:: About this exercise ::
From the review of Mission to Teach, extract the passage starting with "The stories of" and going on through "students in their classrooms.", copying it word for word.

:: Selected text ::
Mission to TeachMission To Teach: The Life and Legacy of a Revolutionary Educator

By Dipak Basu. Foreword by Jane Goodall, DBE.
Published by JBF Books, 2013

The stories of dedicated, passionate young teachers are a familiar motif in educational literature. Often those stories of the idealistic young re-ignite a dormant spark in weary, discouraged veterans, who are in turn inspired to recapture that same spirit as they deal with the students in their classrooms.

When these stories involve an especially brilliant, fierce and selfless young woman who died of metastatic breast cancer at the age of 31 in 2008, the sadness and poignancy are particularly profound.

This work is a labor of love by Jhumki Basu’s father to commemorate, celebrate, and inspire others to understand exactly how gifted his daughter was, and what a significant difference she made in the world during the — too short — time she was given.

:: Input data ::
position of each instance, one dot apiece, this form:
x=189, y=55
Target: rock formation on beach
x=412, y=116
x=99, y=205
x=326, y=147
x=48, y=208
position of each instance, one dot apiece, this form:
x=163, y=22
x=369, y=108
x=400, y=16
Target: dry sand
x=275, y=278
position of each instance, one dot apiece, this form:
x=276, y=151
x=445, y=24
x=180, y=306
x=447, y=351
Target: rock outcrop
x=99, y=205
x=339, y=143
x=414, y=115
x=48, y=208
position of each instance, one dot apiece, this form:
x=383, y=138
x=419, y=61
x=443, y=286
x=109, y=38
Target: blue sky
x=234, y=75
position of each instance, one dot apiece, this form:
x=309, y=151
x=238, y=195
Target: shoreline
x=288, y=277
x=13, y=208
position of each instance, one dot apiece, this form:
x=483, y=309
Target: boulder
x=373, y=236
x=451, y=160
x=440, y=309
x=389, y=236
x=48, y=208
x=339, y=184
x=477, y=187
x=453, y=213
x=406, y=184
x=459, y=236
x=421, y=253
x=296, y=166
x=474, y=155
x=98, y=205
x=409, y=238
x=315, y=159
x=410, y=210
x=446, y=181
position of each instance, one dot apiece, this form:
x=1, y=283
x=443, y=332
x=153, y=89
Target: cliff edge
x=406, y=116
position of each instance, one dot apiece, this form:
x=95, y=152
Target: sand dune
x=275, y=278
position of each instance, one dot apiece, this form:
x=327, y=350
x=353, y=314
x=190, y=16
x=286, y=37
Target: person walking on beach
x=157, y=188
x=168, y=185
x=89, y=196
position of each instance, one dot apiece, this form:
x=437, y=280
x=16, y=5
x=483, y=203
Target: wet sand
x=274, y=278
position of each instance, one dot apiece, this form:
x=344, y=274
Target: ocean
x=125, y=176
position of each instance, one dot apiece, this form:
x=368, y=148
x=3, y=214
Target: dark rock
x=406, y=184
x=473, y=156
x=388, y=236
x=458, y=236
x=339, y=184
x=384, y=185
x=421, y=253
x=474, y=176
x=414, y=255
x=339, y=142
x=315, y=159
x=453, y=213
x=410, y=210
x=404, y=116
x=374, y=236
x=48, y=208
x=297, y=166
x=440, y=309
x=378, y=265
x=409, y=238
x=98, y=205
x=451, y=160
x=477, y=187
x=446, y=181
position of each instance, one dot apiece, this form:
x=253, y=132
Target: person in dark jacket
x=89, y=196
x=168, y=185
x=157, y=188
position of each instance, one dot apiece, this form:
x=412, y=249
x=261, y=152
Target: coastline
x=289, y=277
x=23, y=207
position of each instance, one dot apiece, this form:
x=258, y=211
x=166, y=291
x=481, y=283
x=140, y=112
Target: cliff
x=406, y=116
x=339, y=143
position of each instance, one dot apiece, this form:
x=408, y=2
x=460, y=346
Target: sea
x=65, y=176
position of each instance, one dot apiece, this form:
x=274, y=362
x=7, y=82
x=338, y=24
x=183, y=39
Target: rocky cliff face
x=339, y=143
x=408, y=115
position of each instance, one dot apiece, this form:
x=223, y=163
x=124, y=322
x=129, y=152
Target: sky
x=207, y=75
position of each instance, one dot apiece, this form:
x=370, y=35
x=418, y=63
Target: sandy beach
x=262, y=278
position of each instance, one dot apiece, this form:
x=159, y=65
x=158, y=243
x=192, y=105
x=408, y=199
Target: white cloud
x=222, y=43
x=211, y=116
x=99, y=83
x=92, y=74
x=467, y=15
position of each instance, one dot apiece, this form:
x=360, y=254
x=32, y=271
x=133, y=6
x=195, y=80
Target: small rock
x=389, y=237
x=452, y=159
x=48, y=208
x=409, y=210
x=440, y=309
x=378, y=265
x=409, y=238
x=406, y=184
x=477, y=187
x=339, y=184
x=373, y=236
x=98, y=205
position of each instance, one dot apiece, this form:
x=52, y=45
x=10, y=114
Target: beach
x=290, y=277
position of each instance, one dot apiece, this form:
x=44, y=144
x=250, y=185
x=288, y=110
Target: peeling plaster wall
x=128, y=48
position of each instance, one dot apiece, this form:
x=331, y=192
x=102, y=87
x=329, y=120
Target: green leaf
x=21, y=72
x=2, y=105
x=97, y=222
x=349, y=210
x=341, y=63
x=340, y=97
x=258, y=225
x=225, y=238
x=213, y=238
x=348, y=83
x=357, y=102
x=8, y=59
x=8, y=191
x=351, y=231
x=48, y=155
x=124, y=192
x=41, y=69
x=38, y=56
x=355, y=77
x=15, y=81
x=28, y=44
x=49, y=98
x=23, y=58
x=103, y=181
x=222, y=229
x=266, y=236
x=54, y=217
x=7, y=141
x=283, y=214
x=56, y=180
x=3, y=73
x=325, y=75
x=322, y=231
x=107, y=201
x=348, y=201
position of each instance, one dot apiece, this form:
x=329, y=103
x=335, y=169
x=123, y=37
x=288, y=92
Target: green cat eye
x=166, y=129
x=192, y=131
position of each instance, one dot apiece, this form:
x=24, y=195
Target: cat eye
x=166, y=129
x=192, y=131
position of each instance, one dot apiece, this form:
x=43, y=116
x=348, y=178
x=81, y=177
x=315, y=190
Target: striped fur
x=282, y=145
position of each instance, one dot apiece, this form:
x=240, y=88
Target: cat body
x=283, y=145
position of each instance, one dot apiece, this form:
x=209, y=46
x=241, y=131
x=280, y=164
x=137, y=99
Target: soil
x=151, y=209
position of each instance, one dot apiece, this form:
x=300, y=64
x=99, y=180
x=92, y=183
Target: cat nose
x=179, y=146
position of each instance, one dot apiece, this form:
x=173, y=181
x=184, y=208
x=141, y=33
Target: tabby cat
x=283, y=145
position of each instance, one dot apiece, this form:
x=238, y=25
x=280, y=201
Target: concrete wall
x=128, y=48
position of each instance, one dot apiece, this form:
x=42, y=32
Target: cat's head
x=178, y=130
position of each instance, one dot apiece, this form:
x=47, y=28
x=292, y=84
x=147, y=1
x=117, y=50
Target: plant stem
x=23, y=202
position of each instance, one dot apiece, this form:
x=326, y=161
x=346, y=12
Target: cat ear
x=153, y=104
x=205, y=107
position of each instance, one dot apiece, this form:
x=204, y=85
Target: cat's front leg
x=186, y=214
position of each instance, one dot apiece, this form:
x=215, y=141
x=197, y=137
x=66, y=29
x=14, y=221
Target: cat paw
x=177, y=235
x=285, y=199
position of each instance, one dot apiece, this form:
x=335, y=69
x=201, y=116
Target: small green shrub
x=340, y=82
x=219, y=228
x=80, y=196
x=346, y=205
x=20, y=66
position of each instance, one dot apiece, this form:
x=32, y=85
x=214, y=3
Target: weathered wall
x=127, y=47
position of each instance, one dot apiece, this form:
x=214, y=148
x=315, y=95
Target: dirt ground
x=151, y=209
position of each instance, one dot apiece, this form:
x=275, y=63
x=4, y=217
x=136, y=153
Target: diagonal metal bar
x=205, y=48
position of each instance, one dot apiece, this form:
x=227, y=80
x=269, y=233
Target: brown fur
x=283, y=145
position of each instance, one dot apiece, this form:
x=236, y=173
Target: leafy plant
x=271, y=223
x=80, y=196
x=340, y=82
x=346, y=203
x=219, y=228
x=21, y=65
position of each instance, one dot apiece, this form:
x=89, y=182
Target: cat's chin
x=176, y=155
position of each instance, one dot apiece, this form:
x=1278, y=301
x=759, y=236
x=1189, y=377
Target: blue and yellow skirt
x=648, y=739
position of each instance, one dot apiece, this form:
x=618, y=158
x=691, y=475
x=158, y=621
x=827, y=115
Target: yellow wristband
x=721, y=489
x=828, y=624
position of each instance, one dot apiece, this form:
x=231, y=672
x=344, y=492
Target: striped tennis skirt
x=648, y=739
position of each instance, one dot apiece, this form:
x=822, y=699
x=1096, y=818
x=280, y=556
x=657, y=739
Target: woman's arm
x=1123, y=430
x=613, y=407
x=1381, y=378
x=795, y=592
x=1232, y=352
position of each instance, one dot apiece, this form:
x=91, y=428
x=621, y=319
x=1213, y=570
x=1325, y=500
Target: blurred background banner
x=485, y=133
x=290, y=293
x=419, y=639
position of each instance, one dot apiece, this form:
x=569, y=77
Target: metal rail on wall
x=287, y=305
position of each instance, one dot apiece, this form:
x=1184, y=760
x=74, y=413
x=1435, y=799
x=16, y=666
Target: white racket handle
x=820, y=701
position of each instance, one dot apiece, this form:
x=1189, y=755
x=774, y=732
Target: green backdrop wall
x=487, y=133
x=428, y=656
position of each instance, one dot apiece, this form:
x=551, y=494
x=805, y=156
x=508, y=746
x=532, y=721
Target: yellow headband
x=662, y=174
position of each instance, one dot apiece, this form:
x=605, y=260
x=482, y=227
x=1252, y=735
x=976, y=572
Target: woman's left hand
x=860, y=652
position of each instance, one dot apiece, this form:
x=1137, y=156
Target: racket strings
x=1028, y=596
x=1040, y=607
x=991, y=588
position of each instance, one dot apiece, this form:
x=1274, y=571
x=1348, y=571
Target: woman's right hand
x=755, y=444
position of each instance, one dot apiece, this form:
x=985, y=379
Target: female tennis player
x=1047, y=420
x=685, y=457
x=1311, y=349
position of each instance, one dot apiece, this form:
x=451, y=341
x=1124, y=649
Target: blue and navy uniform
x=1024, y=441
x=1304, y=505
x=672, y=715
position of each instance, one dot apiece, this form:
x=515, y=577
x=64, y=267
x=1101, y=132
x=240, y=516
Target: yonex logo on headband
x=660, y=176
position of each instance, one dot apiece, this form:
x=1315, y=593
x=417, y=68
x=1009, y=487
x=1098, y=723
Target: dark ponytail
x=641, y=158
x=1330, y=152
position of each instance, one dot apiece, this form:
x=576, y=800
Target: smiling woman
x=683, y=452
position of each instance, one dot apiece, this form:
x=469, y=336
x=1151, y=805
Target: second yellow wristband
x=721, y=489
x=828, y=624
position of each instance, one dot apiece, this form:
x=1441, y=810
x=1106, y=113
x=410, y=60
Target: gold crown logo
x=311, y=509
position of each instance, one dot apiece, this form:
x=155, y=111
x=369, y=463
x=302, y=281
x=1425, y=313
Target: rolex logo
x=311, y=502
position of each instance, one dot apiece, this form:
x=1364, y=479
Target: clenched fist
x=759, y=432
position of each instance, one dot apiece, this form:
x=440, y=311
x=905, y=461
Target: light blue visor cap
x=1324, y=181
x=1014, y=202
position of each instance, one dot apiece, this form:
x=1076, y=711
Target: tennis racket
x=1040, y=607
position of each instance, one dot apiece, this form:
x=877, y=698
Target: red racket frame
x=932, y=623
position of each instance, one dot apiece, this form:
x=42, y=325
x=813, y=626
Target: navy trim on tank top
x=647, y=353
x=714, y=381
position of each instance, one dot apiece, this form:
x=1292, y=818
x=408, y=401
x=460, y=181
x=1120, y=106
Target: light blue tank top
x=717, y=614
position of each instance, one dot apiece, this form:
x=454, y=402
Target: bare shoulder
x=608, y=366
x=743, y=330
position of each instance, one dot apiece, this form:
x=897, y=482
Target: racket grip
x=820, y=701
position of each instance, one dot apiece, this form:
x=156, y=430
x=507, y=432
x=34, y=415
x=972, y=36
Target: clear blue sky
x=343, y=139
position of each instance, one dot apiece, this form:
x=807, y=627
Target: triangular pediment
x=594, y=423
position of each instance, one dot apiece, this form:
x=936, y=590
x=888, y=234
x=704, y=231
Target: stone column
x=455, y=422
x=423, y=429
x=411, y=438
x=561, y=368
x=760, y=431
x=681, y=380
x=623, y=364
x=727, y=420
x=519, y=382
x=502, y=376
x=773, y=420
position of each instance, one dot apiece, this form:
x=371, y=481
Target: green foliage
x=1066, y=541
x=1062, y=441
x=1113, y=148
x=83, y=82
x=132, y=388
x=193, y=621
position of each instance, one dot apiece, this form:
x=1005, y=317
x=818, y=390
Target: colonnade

:: Solution for this exercise ::
The stories of dedicated, passionate young teachers are a familiar motif in educational literature. Often those stories of the idealistic young re-ignite a dormant spark in weary, discouraged veterans, who are in turn inspired to recapture that same spirit as they deal with the students in their classrooms.